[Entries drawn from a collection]

^^^^^^^^

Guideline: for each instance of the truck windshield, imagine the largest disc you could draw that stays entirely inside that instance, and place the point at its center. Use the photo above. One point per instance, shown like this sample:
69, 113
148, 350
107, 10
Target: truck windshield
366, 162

^^^^^^^^

Short task:
Rewrite the data above, putting "bus windshield" wherever "truck windshield" appears and leaving everything else as it is.

Exercise response:
Guideline: for each instance of the bus windshield, imagine the largest disc you could draw that stays entirely inside that instance, and place the point at its center. Use the photo above. One point per instance, shown like this sample:
69, 113
148, 350
107, 10
Target: bus windshield
366, 162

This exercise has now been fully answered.